-- start of DATASET CONTENT --

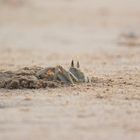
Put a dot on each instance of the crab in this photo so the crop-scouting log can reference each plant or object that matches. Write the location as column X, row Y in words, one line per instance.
column 129, row 38
column 58, row 73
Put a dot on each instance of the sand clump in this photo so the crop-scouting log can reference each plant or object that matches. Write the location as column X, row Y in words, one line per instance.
column 26, row 78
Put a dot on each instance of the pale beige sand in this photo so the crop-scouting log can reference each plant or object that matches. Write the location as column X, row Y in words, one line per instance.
column 52, row 32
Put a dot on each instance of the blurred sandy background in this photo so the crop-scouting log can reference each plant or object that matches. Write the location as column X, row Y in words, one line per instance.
column 52, row 32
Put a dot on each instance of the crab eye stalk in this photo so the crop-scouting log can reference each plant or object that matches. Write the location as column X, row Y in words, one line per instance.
column 72, row 63
column 78, row 64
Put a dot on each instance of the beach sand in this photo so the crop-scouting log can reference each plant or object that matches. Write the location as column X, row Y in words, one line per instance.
column 50, row 33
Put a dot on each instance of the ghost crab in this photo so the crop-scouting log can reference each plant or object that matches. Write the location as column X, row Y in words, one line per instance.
column 58, row 73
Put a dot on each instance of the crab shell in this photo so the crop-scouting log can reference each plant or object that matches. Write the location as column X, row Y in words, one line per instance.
column 58, row 73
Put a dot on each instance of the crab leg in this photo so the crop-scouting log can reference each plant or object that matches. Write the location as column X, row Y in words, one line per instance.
column 63, row 75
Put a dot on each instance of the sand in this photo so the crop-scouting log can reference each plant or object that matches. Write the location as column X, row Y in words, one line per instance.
column 49, row 33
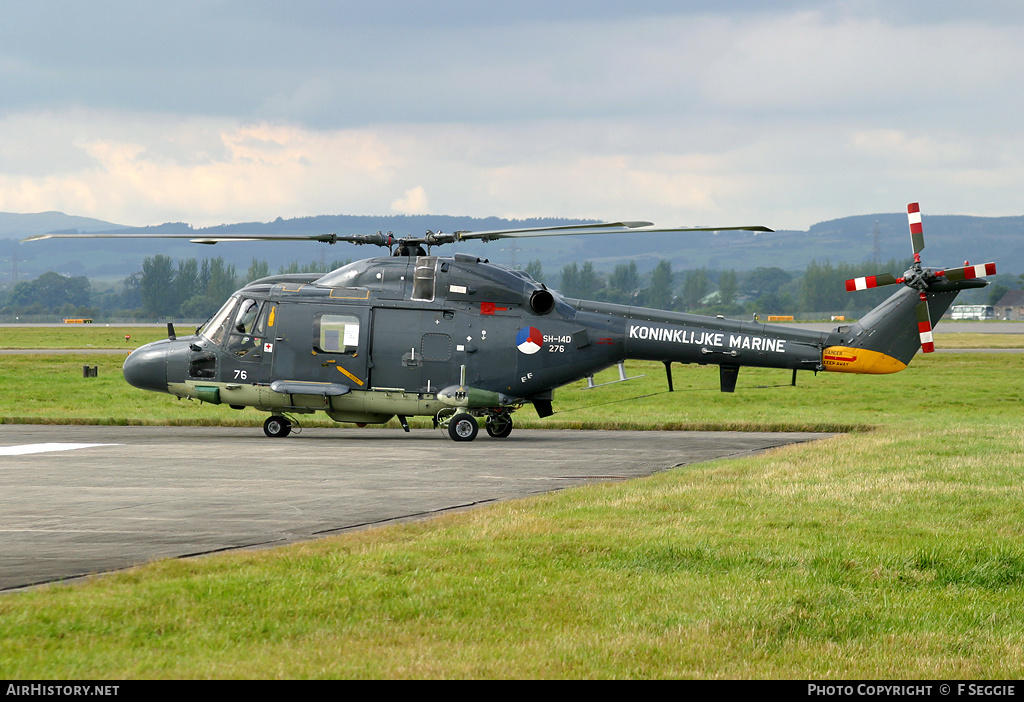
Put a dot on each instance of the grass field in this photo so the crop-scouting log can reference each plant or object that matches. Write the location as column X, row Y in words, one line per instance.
column 891, row 552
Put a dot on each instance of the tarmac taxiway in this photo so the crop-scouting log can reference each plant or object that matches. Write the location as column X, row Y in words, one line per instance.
column 83, row 499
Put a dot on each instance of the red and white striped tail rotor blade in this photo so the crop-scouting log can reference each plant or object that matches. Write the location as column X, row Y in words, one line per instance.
column 916, row 228
column 925, row 325
column 868, row 281
column 968, row 272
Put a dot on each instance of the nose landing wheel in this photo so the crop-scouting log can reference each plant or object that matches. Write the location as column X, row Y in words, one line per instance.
column 463, row 428
column 276, row 426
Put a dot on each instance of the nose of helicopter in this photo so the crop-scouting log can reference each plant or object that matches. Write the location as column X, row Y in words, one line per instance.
column 146, row 366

-- end of DATASET CONTENT --

• _TASK STATEMENT_
Render the entries from their start through the line containing "column 78, row 64", both ends included, as a Markdown table with the columns No. and Line, giving each line a row number and omitting blank lines. Leave the pictures out of the table.

• _RESPONSE TO THE EXERCISE_
| No. | Line |
|---|---|
| 1 | Put a dot on each instance of the crab in this photo so the crop-scouting log can reference each plant or object that matches. Write the location as column X, row Y in words, one line per instance. |
| 2 | column 129, row 38 |
| 3 | column 58, row 73 |
| 4 | Put a dot on each instance of the sand clump in this photo so the crop-scouting log can reference each plant or object that matches. Write the location as column X, row Y in words, one line per instance. |
| 5 | column 26, row 78 |
| 6 | Put a dot on each instance of the pale beige sand in this photo so the crop-scouting log can reference each plant or object that matches. Write the location as column X, row Y in words, one line per instance. |
| 7 | column 52, row 32 |
| 8 | Put a dot on each instance of the blurred sandy background in this photo so the crop-scouting log can reference each plant or object that matches. Write the location as column X, row Y in words, one line per instance. |
| 9 | column 52, row 32 |
| 10 | Put a dot on each instance of the crab eye stalk in this photo so the crop-scouting log can reference each plant or object that matches. Write the location as column X, row Y in words, one line per instance. |
| 11 | column 72, row 63 |
| 12 | column 78, row 64 |